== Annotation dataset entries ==

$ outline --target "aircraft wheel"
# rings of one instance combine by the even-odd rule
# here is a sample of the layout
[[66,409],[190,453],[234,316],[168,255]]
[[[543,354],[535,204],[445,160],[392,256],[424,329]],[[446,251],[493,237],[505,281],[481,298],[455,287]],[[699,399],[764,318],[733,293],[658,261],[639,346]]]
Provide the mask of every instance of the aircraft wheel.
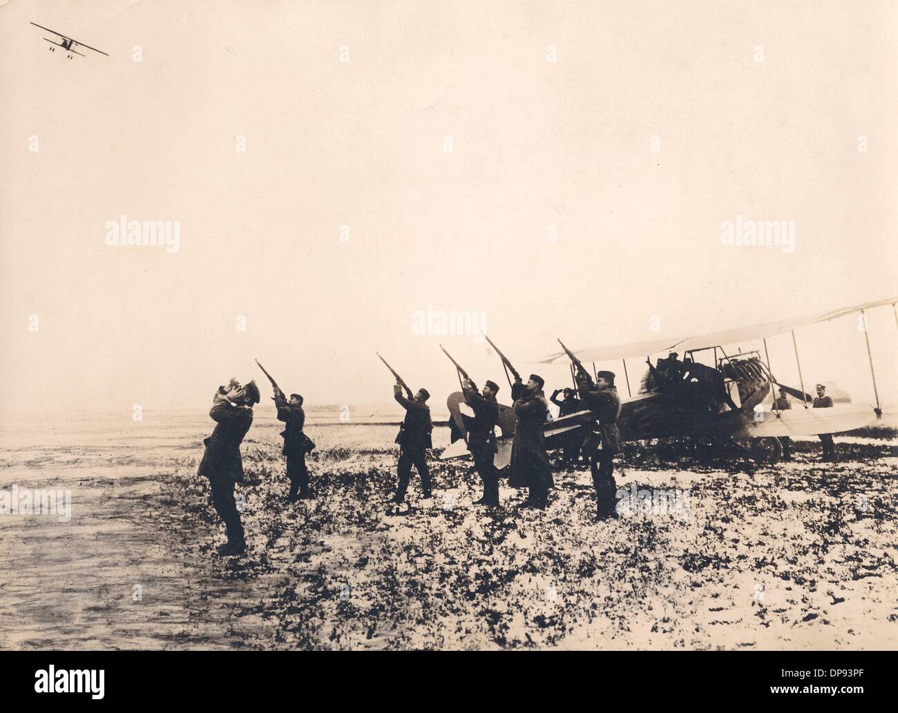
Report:
[[759,465],[773,465],[783,455],[783,446],[779,439],[766,436],[761,439],[752,439],[752,460]]

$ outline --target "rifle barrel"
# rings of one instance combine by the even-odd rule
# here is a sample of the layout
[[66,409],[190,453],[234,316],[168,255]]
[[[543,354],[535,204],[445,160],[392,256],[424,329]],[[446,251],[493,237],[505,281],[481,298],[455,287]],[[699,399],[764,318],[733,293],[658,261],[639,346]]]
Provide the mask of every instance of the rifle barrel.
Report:
[[491,346],[496,351],[496,353],[498,354],[499,359],[502,360],[502,363],[505,364],[506,367],[508,367],[508,370],[511,371],[511,373],[515,375],[515,378],[520,378],[521,375],[518,374],[517,370],[515,370],[515,367],[512,366],[511,361],[508,361],[508,357],[506,357],[505,354],[502,353],[501,351],[499,351],[499,348],[496,346],[496,343],[493,342],[492,339],[489,338],[489,336],[486,334],[486,332],[483,332],[482,334],[483,334],[483,338],[487,340],[487,342],[489,343],[489,346]]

== INSTRUCTIONS TO FOLLOW ==
Can you write out all the records again, substituting "nonzero winding rule" for every "even-odd rule" and changing nothing else? Omit the pictures.

== TASK ANSWER ==
$ outline --target "aircraft wheel"
# rings of one instance combine by the nonzero winding rule
# here is a sample of the layout
[[66,409],[190,453],[234,316],[168,255]]
[[[543,354],[535,204],[445,160],[392,256],[424,329]],[[446,251],[493,237],[505,281],[481,298],[455,287]],[[699,399],[764,318],[733,293],[658,261],[639,346]]]
Provide the mask of every instance of the aircraft wheel.
Report:
[[759,465],[773,465],[783,455],[783,446],[779,439],[766,436],[761,439],[752,439],[752,460]]

$ outline --target "rifle barrel"
# rings of one instance combine by the nonzero winding rule
# here is a sample of the layout
[[66,409],[190,453],[234,316],[168,255]]
[[[543,354],[535,204],[445,160],[392,256],[424,329]],[[446,251],[493,237],[505,281],[481,298],[455,287]],[[699,399],[764,318],[733,293],[658,261],[639,346]]]
Provide the mask of every instance of the rifle barrel.
Report:
[[491,346],[496,351],[496,353],[498,354],[499,359],[502,360],[502,363],[505,364],[506,367],[508,367],[508,370],[511,371],[511,373],[515,375],[515,378],[520,378],[521,375],[518,374],[517,370],[515,370],[515,367],[512,366],[511,361],[508,361],[508,357],[506,357],[505,354],[502,353],[501,351],[499,351],[499,348],[496,346],[496,343],[493,342],[492,339],[489,338],[489,336],[486,334],[486,332],[483,332],[482,334],[483,334],[483,338],[487,340],[487,342],[489,343],[489,346]]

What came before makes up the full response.